■ **PAGE**
== == ==

Article tiré de la revue Pastorale-Québec, mars-avril 2021
Par Louis Riverin
Doctorant en théologie
L’année 2020 a été éprouvante pour l’Église – comme pour tout le monde sans doute. Pour la plupart, nous avons été privés d’Eucharistie à Pâques, à Noël et beaucoup d’autres dimanches. Et voici qu’en début de 2021, les lieux de culte sont de nouveau fermés.
Pour nous tous qui vivons de l’Eucharistie, c’est un grand bouleversement, amplifié peut-être par de troublantes équivoques. Par ces quelques lignes, je voudrais autant qu’il m’est possible apporter un peu de lumière et de paix en éclairant ces incompréhensions.
Sans la messe dominicale?
Ce qui est difficile à comprendre, c’est qu’on annule apparemment si volontiers les célébrations eucharistiques, alors que l’Eucharistie est vitale. « Sine dominico non possumus »: sans le dimanche, nous ne pouvons pas vivre. C’est une phrase des actes des martyrs d’Abitina, que Benoît XVI aimait bien citer[1]. Le touchant récit de ces martyrs montre combien l’Eucharistie est vitale, combien elle est « source et sommet de toute la vie chrétienne »[2]! Elle contient en effet « tout le trésor spirituel de l’Église, c’est-à-dire le Christ lui-même, notre Pâque », comme l’affirmait le concile Vatican II[3].

== == ==

■ **CONSIGNE**
Recopiez l'article en commençant à "Sans la messe" et en terminant à "concile Vatican II[3].", et remplacez "martyrs" par "témoins", s'il vous plaît. La liste qui suit n'est pas nécessaire.

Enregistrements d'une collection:
== == ==

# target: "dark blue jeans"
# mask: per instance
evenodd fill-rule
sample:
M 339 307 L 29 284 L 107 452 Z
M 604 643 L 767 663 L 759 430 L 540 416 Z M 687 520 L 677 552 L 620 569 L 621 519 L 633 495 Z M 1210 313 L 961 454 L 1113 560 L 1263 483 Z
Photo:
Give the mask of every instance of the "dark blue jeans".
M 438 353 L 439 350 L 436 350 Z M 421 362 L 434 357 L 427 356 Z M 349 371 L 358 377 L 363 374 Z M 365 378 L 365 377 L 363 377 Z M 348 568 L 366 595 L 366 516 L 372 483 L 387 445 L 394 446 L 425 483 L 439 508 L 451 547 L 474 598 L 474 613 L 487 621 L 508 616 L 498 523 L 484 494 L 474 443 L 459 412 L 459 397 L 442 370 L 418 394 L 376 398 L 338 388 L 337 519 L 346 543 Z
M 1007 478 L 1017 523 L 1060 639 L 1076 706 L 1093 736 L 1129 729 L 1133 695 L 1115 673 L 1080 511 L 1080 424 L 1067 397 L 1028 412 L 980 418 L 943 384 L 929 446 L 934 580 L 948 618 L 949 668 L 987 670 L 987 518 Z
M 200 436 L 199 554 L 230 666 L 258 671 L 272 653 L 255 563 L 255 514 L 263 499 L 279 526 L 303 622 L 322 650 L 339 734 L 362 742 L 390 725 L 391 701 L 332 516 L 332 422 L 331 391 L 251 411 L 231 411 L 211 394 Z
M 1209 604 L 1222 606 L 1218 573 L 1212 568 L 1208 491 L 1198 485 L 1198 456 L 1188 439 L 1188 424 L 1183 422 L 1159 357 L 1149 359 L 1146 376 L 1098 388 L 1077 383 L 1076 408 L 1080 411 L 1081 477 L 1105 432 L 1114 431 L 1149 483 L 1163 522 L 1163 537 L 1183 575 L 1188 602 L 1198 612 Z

== == ==

■ **RÉSULTAT DE L'EXERCICE**
Sans la messe dominicale?
Ce qui est difficile à comprendre, c’est qu’on annule apparemment si volontiers les célébrations eucharistiques, alors que l’Eucharistie est vitale. « Sine dominico non possumus »: sans le dimanche, nous ne pouvons pas vivre. C’est une phrase des actes des témoins d’Abitina, que Benoît XVI aimait bien citer[1]. Le touchant récit de ces témoins montre combien l’Eucharistie est vitale, combien elle est « source et sommet de toute la vie chrétienne »[2]! Elle contient en effet « tout le trésor spirituel de l’Église, c’est-à-dire le Christ lui-même, notre Pâque », comme l’affirmait le concile Vatican II[3].